- [Texto de referência]
********************

Pampa em transição

A cultura da soja ganha espaço na porção meridional do Rio Grande do Sul, ocupando o lugar de ati


Edição 29 - 18.05.22

A cultura da soja ganha espaço na porção meridional do Rio Grande do Sul, ocupando o lugar de atividades tradicionais que forjaram a imagem do gaúcho.

O Pampa não é mais o mesmo. A imagem da Campanha Gaúcha – a metade sul do Rio Grande do Sul – com suas grandes planícies onduladas, coxilhas, pastagens naturais e rebanhos de gado bovino, ovinos e de cavalos pastando está ficando no passado. Essa conhecida e difundida paisagem vem sendo substituída, há cerca de 20 anos, por lavouras de soja. Os gaúchos mais tradicionais, que há gerações cresceram montados em um cavalo, cuidando dos rebanhos, criadosextensivamente em grandes propriedades, costumam dizer, em tom de lamento ou blague, que não há mais estâncias (grandes fazendas), mas só granjas (propriedades rurais dedicadas à agricultura).

Nas últimas duas décadas, a área plantada com soja praticamente triplicou na região, promovendo transformações econômicas, sociais e ambientais que alimentam debates no estado. Ao mesmo tempo que promove ganhos de renda para um grupo de produtores, a mudança, em larga escala, do modelo produtivo local traz impactos nem sempre positivos para a população e para o bioma pampeiro.

********************

- [Itens fornecidos]

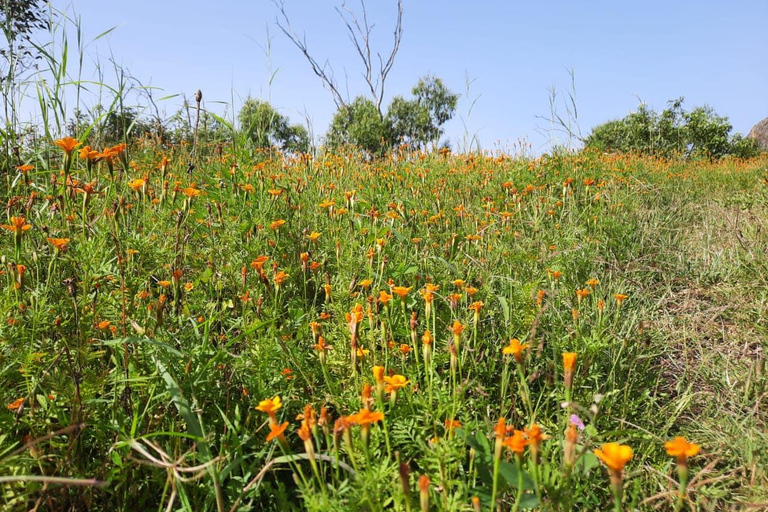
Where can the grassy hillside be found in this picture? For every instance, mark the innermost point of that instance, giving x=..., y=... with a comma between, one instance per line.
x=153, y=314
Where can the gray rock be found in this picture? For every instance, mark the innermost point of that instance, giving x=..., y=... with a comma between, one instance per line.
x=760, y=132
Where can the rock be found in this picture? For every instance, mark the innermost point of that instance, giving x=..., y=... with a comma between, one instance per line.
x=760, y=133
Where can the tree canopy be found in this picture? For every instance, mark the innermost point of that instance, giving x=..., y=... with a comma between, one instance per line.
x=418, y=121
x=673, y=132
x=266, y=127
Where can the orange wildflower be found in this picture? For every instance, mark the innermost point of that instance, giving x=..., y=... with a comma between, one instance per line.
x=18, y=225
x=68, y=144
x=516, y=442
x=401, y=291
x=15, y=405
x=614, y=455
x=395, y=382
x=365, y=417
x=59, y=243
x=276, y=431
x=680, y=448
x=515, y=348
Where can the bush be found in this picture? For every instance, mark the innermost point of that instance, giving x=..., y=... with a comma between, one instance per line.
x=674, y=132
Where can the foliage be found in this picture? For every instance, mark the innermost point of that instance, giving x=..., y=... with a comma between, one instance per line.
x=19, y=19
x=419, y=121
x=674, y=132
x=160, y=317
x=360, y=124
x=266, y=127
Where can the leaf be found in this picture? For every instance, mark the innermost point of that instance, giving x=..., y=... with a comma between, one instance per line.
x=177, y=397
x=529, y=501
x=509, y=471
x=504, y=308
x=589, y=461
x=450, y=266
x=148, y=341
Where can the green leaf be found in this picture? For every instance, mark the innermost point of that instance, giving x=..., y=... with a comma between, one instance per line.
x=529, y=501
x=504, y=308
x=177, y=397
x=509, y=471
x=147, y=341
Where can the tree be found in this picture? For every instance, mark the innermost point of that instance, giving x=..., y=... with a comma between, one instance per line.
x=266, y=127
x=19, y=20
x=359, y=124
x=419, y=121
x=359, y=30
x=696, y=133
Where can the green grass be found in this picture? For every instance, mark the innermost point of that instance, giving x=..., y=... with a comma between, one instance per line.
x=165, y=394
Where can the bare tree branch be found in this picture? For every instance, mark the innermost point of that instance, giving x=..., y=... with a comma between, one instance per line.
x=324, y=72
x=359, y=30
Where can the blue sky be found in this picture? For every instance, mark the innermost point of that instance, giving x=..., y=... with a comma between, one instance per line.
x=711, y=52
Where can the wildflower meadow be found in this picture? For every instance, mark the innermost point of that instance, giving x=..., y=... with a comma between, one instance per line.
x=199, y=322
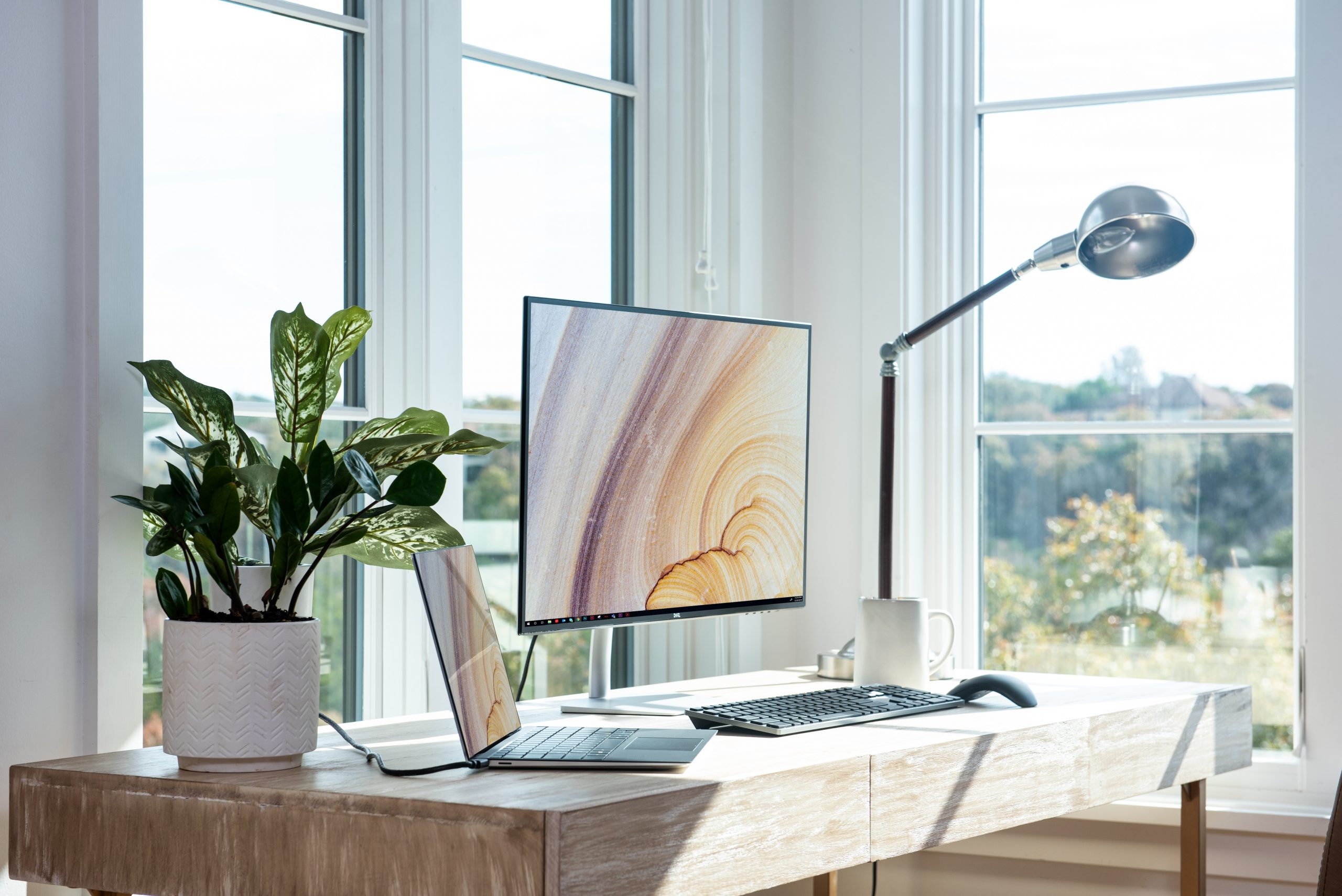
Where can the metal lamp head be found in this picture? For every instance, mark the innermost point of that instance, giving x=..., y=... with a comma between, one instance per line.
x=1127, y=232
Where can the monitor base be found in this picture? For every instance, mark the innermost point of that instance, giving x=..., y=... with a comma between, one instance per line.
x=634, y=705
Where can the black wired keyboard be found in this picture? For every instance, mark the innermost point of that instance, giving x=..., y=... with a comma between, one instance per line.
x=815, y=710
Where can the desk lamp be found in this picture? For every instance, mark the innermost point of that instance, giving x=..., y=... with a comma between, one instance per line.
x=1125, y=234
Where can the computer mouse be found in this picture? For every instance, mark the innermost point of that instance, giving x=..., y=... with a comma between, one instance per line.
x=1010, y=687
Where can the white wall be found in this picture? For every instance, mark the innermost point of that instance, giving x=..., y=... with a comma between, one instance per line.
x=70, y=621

********************

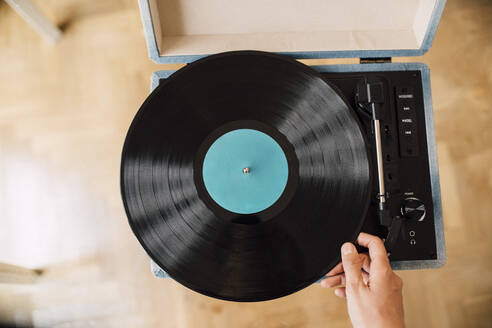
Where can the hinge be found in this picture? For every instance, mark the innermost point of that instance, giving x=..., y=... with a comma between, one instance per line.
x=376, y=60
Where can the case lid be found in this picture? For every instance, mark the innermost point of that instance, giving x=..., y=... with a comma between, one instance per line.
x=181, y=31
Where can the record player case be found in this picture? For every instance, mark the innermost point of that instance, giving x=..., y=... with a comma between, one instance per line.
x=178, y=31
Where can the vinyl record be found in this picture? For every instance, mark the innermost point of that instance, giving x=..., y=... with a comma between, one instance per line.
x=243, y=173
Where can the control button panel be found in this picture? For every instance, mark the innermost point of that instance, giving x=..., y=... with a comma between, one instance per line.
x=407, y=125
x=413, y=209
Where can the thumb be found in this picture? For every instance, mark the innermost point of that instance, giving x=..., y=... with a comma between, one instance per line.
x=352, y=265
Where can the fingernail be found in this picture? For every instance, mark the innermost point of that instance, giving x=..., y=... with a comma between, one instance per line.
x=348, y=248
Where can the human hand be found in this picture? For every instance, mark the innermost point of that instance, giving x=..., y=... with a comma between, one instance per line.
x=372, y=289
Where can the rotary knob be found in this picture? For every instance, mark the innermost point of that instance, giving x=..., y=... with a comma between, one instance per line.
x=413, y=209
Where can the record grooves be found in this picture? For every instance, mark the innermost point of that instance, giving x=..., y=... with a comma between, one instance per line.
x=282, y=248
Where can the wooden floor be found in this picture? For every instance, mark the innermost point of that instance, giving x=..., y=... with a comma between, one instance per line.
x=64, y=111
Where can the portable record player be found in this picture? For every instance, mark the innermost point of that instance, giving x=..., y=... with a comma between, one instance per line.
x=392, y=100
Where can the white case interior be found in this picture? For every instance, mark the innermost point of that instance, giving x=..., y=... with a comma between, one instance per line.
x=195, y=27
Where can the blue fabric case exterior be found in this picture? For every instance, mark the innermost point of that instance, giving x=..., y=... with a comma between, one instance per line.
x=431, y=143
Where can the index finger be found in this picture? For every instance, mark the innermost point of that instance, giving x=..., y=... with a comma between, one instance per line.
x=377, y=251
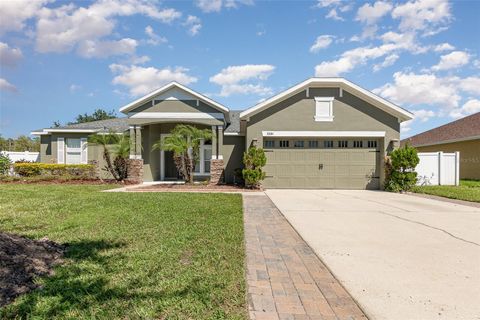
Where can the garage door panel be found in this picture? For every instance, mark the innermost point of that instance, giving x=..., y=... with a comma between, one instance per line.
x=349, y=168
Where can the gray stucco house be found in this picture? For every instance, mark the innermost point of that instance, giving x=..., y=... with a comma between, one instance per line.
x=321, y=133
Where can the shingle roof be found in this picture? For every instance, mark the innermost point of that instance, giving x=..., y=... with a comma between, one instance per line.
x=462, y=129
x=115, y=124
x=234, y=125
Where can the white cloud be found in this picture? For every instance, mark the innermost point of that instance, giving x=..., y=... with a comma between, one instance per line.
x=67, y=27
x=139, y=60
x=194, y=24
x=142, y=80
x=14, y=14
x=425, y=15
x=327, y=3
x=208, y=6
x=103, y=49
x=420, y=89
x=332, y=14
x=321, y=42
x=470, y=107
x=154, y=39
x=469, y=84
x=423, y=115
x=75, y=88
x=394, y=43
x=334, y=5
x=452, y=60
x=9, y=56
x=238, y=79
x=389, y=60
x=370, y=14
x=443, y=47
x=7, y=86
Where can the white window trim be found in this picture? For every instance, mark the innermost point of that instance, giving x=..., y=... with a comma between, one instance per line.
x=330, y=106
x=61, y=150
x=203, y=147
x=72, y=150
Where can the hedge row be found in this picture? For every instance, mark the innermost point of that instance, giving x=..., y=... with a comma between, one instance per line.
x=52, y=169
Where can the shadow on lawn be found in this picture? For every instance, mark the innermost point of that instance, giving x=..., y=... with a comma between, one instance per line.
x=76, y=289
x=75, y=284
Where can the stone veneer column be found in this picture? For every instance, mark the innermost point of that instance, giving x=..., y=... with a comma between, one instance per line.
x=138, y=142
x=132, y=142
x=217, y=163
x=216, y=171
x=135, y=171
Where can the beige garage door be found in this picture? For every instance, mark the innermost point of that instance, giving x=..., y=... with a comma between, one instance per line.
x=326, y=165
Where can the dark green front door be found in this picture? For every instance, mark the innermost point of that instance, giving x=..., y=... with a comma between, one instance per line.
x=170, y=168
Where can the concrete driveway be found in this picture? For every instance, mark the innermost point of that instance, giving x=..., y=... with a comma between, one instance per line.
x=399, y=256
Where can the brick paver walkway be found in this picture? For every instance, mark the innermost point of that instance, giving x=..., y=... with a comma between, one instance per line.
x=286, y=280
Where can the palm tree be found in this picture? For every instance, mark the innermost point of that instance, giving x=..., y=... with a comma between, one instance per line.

********************

- [Enunciado] Por favor, informe há quanto tempo, segundo o texto sobre o Pampa, a paisagem tradicional da Campanha Gaúcha vem sendo substituída por lavouras de soja. Responda com base apenas no texto sobre o Pampa.

- [Resposta correta] Há cerca de 20 anos.